The entries below should be output exactly as written.
:: INPUT RECORDS
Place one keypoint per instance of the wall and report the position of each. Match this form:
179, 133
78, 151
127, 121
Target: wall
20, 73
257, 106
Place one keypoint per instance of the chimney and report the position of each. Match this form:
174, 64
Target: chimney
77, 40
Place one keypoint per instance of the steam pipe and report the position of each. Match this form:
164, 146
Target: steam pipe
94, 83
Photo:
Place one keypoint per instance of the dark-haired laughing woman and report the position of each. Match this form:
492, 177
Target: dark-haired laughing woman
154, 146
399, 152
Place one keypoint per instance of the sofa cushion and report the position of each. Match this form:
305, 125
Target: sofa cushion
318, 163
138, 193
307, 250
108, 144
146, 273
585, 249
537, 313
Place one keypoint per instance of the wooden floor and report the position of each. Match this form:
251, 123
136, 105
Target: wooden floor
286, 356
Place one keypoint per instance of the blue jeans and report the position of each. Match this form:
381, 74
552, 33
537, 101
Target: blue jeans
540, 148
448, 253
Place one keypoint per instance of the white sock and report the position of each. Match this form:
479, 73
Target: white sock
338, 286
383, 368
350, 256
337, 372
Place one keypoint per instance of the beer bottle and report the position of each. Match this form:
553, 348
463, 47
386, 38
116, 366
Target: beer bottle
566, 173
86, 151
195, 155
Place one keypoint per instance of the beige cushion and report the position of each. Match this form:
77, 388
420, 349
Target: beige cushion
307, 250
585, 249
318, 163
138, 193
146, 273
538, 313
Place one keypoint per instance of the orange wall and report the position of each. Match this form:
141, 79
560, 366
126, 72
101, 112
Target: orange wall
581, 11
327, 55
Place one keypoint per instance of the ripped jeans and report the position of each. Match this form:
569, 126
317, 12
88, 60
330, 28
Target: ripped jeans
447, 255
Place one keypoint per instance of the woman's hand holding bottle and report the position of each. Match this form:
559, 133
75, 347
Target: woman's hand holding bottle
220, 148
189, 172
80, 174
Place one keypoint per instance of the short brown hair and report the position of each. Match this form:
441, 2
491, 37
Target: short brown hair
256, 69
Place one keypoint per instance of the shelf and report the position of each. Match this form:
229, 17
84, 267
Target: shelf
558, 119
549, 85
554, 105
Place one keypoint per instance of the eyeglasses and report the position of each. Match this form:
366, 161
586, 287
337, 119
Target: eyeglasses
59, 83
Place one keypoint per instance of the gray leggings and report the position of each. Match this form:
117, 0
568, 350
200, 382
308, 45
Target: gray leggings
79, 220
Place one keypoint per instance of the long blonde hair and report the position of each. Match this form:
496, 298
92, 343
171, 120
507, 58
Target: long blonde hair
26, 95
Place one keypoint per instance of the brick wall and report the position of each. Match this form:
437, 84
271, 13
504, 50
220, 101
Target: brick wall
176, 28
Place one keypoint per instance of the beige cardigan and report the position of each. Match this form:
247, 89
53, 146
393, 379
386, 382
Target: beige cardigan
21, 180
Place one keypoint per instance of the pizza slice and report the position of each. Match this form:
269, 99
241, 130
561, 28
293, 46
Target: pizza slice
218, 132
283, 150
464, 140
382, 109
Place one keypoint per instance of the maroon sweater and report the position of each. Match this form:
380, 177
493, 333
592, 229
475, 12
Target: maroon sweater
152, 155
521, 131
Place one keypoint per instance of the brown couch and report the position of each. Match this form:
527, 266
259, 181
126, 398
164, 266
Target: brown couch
::::
- _EXERCISE RESPONSE_
Place one keypoint per instance of the wall and report the position of each. Match this form:
179, 133
78, 151
127, 121
Target: wall
20, 73
257, 106
Place one keypoint per instance of the chimney and report the position of each. Match this form:
174, 64
Target: chimney
77, 40
Place one keypoint per instance of the steam pipe and report the position of each. Match this form:
164, 146
Target: steam pipe
94, 83
Photo:
Place one keypoint per instance of the dark-haired laughing woman and report the position of each. Match this form:
492, 177
Target: dark-haired laughing woman
154, 146
399, 152
Place one keypoint per instance of the sofa cushion and report the position of each. Match this form:
305, 125
Target: sofa cushion
318, 163
138, 193
307, 250
108, 144
146, 273
585, 249
537, 313
Place one keypoint per instance of the wooden floor and report the position of each. Match this form:
251, 123
136, 105
Target: wooden floor
286, 356
Place one keypoint per instance of the blue jeans and report the position of each. Match this form:
381, 74
552, 33
537, 101
Target: blue jeans
540, 148
448, 253
Place one keypoint per instance of the white sock and report the position of each. Match this form:
479, 73
Target: white sock
338, 286
383, 368
350, 256
337, 372
Place one keypoint per instance of the beer bottle and report the position of each. Match this form:
553, 348
463, 47
386, 38
116, 366
Target: beer bottle
566, 173
86, 151
195, 155
Place one keypoint per instance of the beige cushion and report the position of each. Match this form:
77, 388
420, 349
Target: beige cushion
307, 250
585, 249
318, 163
138, 193
146, 273
538, 313
Place one keypoint per instance of the orange wall and report the position of each. Match this form:
141, 79
560, 366
126, 72
101, 112
Target: orange wall
581, 11
327, 55
Place one keypoint per instance of the ripped jeans and report the position of each. Match this form:
569, 126
317, 12
88, 60
330, 28
Target: ripped jeans
447, 255
Place one keypoint per instance of the woman's hand holding bottle and report the position of each. Match this form:
559, 133
75, 347
Target: woman's hand holding bottle
220, 148
189, 172
80, 174
Place one keypoint per instance of the short brown hair and report the position of each. Match this form:
441, 2
491, 37
Target: short brown hair
256, 69
Place one keypoint per instance of the shelf and report the position of each. Match this form:
229, 17
84, 267
Target: shelf
558, 119
549, 85
554, 105
Place one keypoint per instance of the eyeglasses and report the position of each. Match this form:
366, 161
586, 287
337, 119
Target: eyeglasses
59, 83
Place one keypoint per instance of the gray leggings and report the position of each. Match this form:
117, 0
568, 350
200, 382
308, 45
Target: gray leggings
79, 220
Place one keypoint per instance of the long blonde hair and report the position of each. Match this form:
496, 298
92, 343
171, 120
507, 58
Target: long blonde hair
26, 95
Place one keypoint per instance of the brick wall and report the position of each. Match this form:
437, 84
271, 13
504, 50
220, 101
Target: brick wall
176, 28
Place one keypoint per instance of the beige cardigan and report the position of each. Match this form:
247, 89
53, 146
393, 379
386, 382
Target: beige cardigan
21, 180
Place one keypoint per instance of the pizza slice and report the position of each. Match this form:
269, 99
241, 130
561, 28
293, 46
Target: pizza slice
218, 132
283, 150
464, 140
382, 109
Place one keypoint per instance of the maroon sweater and report the position of each. Match this form:
380, 177
493, 333
592, 229
475, 12
Target: maroon sweater
152, 155
521, 131
Place one keypoint per instance of the brown couch and report the position of each. Match this form:
527, 266
259, 181
126, 398
164, 266
Target: brown couch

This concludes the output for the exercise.